*EXTRAIT CITÉ*
Voilà deux week-end que je joue non-stop à Far Cry 3. Deux week-end que je bute des tortues et des requins, que je m'enroule des kilomètres de bandages autour du bras et que j'entends des mecs dirent que ça les brule quand ils pissent (le fameux syndrome de la flèche dans le genou). Et voilà que l'aventure prend fin. Pour ceux que ça intéresse, c'est un bon jeu, on trippe, il y a un arc (mais toujours pas de flèche dans le genou), de bonnes sensations de jeu, un système de combat top moumoute, mais aussi quelques accrocs imputables au monde ouvert. Préparez-vous donc à collecter des centaines de trucs inutiles et à accomplir des quêtes secondaires relativement chiantes. Surtout si on les compare aux missions du scénario, autrement plus excitantes. La raison est simple : Ubi Soft a soigné son casting de personnages. Enfin, certains plus que d'autres...

Acteur canadien jusqu'alors cantonné à des rôles mineurs, le voilà propulsé sur le devant de la scène grâce à son interprétation de Vaas. Et au vu du travail fourni et de son implication pour le rôle, c'est plus que mérité. Je vous recommande d'ailleurs chaudement l'interview de Gameblog à ce sujet.

Il faut dire que quand on part sur le thème de la folie, c'est un peu la fête à la saucisse. C'est l'occasion rêvée pour créer des personnalités atypiques et potentiellement flippantes. On se retrouve donc au bout du compte avec une ile entière peuplés de déglingo. Tous ne sont pas fous à lier, mais aucun n'apparaît complètement clean non plus. Le parallèle avec Alice aux Merveilles est donc vite fait ; surtout quand chaque chapitre est ponctué de passages du livre qui rentrent en résonance avec le scénario. Rien de bien subtile donc, mais il faut bien reconnaitre qu'une fois en jeu, la sensation d'incarner un mec lamba qui perd les pédales est fort bien rendue. Car plus qu'un jeu sur la folie, Far Cry 3 pose la question de l'identité. Au départ jeune américain sans âme, Jason n'aura d'autre choix que de devenir quelqu'un d'autre pour sauver ses amis. Mais jusqu'à quel point ? Ce sera à vous de le décider.

*EXERCICE 1*
Répondez à ces questions sur le texte consacré à Far Cry 3 :
(a) Pendant combien de week-ends le jeu a-t-il été pratiqué sans arrêt ?
(b) De quelle nationalité est l'acteur qui interprète Vaas ?
(c) Plus qu'un jeu sur la folie, sur quelle question Far Cry 3 porte-t-il ?

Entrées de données
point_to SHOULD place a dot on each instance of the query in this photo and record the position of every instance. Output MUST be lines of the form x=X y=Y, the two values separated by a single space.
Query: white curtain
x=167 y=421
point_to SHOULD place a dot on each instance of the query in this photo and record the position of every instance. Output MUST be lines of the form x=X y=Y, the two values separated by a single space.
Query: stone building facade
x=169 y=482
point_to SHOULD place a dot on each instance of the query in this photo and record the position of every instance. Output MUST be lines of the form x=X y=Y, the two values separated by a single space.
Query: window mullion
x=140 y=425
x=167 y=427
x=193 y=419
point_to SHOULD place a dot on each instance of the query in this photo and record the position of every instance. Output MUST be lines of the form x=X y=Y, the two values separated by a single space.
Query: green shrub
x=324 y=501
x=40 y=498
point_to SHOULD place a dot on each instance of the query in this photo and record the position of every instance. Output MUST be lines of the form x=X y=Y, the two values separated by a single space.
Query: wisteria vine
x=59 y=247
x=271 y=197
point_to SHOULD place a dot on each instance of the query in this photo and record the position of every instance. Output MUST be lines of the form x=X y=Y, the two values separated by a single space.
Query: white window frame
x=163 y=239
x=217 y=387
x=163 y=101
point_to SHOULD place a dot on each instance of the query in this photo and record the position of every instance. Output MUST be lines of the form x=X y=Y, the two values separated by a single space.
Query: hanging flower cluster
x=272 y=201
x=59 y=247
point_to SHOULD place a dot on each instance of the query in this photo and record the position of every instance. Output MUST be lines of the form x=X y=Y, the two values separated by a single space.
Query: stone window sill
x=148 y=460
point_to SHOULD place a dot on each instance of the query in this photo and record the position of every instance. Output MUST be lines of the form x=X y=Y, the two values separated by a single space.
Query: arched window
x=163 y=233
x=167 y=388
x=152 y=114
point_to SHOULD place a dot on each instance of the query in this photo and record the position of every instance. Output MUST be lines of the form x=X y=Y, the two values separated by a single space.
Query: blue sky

*EXERCICE 2*
Relevez chaque ligne de la liste où figure le mot « stone ».

*BONNE RÉPONSE 1*
(a) Deux week-ends.
(b) Il est canadien.
(c) La question de l'identité.

*BONNE RÉPONSE 2*
Query: stone building facade
Query: stone window sill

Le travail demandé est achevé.